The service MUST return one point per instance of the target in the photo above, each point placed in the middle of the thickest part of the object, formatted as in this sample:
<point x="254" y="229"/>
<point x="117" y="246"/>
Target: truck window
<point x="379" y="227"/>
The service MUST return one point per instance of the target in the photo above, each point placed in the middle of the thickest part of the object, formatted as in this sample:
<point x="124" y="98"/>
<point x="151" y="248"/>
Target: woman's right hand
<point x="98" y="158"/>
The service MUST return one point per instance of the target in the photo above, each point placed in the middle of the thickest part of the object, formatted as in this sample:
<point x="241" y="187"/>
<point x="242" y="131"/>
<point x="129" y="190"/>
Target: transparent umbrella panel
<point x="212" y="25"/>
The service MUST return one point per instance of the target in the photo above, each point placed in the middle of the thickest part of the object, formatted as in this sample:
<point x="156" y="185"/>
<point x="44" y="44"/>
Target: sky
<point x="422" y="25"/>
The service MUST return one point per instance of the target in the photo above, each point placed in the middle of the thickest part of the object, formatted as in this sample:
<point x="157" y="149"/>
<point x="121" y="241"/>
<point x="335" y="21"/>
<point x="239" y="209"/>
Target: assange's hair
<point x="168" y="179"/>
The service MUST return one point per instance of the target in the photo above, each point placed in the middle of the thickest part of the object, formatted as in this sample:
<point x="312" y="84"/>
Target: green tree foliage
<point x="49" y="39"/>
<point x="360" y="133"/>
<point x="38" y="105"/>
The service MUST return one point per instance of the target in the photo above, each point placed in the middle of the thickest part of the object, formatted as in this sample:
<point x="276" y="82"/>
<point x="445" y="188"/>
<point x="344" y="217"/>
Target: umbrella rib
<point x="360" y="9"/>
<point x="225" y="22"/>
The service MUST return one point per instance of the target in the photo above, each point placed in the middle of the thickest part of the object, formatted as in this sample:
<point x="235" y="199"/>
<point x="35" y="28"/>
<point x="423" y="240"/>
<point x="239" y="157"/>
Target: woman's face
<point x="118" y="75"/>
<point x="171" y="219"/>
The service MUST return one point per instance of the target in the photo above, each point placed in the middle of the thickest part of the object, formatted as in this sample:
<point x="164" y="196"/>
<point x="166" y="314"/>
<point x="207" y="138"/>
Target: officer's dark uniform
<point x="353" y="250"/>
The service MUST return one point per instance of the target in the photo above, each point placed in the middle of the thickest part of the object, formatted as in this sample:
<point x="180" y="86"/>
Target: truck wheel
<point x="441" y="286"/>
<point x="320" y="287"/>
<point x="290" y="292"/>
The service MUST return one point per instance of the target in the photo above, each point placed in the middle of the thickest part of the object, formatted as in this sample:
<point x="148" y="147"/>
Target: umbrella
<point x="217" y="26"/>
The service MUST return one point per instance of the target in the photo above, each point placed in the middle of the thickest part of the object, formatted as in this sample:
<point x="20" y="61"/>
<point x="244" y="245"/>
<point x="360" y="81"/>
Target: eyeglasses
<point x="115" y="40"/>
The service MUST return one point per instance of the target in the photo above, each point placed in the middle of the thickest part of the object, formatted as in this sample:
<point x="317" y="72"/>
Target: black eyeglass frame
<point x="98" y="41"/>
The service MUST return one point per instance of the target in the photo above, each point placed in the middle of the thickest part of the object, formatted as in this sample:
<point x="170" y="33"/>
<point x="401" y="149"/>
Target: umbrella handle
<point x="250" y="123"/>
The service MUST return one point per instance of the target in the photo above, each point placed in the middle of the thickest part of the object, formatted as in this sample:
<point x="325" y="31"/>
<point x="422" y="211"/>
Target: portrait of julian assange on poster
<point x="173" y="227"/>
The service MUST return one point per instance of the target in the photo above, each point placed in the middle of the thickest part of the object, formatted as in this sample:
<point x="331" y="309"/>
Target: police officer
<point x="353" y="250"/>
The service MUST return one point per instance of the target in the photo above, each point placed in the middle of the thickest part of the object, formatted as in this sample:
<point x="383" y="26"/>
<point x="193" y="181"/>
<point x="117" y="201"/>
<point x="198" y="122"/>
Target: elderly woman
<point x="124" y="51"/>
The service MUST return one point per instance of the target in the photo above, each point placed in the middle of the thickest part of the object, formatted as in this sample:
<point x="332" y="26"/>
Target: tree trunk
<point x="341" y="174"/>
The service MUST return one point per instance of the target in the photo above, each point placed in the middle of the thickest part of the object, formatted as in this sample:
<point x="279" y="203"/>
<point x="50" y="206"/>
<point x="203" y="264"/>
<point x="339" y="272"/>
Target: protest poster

_ _ _ _

* _GOAL_
Print the rows from the very start through the line containing "Target: truck window", reproducing every line unchanged.

* _WORKED ANSWER_
The service MUST return one point per instance of the target in the photo above, each point placed in the middle of the thickest part of the object, formatted as in this sample:
<point x="254" y="229"/>
<point x="117" y="246"/>
Target: truck window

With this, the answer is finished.